▸ **Tareas del ejercicio**
(a) Repita literalmente el fragmento del texto sobre el móvil que va desde "La vida a través" hasta "intermediación del artefacto.".
(b) Responda a estas preguntas sobre el texto sobre el móvil:
(i) ¿Qué dos facultades humanas menospreciamos, según el texto?
(ii) ¿Qué hacemos tras sacar el móvil ante cualquier acontecimiento?
(iii) ¿A qué recurrimos en lugar de contemplar el hecho directamente?

La vida a través del móvil nos impide afrontar
la realidad tal y como es, puesto que la filtramos, recurriendo a los
objetivos, chips, procesadores y sistemas operativos de los dichosos aparatos,
y ya sólo entendemos como cierta aquella realidad que nos brindan los píxeles
de su cámara y su pantalla. Menospreciamos nuestra memoria y nuestro sentido
visual, lo que de humano tenemos, para abandonarnos a la dependencia hacia una
máquina.
Cualquier acontecimiento, bueno o
malo (la visita a un museo, la asistencia a un concierto, un accidente, una
cena con amigos, una puesta de sol…), lo presenciamos a través del móvil; esto
es, sacamos el móvil y hacemos fotos o grabamos vídeos como si la cordura nos
fuera en ello, y, en lugar de contemplar el hecho enfocando directamente
nuestra visión sobre el mismo, recurrimos a la intermediación del artefacto.

▸ **Entradas mostradas**
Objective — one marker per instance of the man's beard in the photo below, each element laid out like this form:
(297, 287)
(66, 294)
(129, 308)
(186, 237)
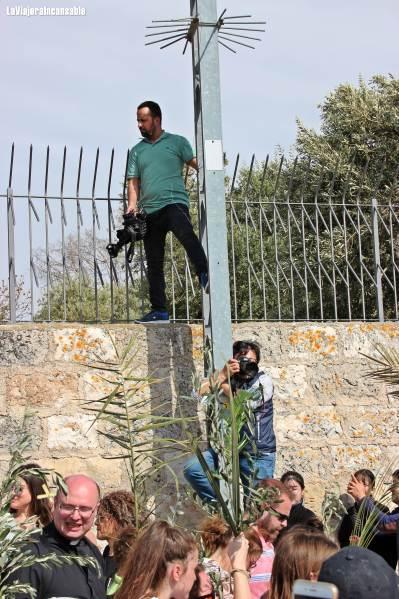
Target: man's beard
(146, 134)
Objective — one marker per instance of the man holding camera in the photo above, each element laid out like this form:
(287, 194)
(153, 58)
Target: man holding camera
(156, 185)
(257, 460)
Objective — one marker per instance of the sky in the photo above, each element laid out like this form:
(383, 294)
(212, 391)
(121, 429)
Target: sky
(76, 81)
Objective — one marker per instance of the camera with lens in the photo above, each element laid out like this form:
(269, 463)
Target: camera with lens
(134, 229)
(248, 368)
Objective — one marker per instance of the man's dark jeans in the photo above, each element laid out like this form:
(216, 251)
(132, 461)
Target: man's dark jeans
(175, 218)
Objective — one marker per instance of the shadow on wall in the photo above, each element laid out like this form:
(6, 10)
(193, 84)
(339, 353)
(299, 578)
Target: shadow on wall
(170, 358)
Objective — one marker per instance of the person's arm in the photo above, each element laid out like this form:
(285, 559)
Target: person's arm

▸ **Resultados del ejercicio**
(a)
La vida a través del móvil nos impide afrontar
la realidad tal y como es, puesto que la filtramos, recurriendo a los
objetivos, chips, procesadores y sistemas operativos de los dichosos aparatos,
y ya sólo entendemos como cierta aquella realidad que nos brindan los píxeles
de su cámara y su pantalla. Menospreciamos nuestra memoria y nuestro sentido
visual, lo que de humano tenemos, para abandonarnos a la dependencia hacia una
máquina.
Cualquier acontecimiento, bueno o
malo (la visita a un museo, la asistencia a un concierto, un accidente, una
cena con amigos, una puesta de sol…), lo presenciamos a través del móvil; esto
es, sacamos el móvil y hacemos fotos o grabamos vídeos como si la cordura nos
fuera en ello, y, en lugar de contemplar el hecho enfocando directamente
nuestra visión sobre el mismo, recurrimos a la intermediación del artefacto.

(b)
(i) Nuestra memoria y nuestro sentido visual.
(ii) Hacemos fotos o grabamos vídeos.
(iii) A la intermediación del artefacto.